Nothing but a number should be returned: the count of lines in the records that contain "instance".

----- Dataset content -----

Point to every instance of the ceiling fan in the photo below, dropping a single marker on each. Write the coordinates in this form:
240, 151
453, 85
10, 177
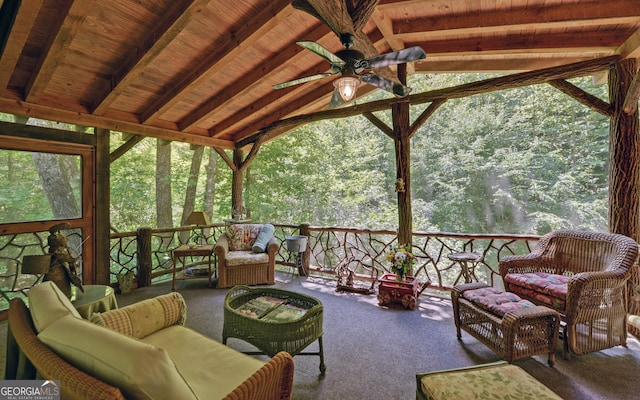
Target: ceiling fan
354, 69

-----
----- Dataset content -----

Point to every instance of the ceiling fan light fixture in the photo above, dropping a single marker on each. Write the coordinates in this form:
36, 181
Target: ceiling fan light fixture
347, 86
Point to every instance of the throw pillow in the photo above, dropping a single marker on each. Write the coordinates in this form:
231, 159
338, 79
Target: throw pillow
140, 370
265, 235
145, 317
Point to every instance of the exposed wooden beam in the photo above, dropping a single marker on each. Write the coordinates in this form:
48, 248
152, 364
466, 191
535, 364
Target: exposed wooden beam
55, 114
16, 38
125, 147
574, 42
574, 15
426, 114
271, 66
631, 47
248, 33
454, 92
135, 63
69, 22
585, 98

-----

:: Reply ::
4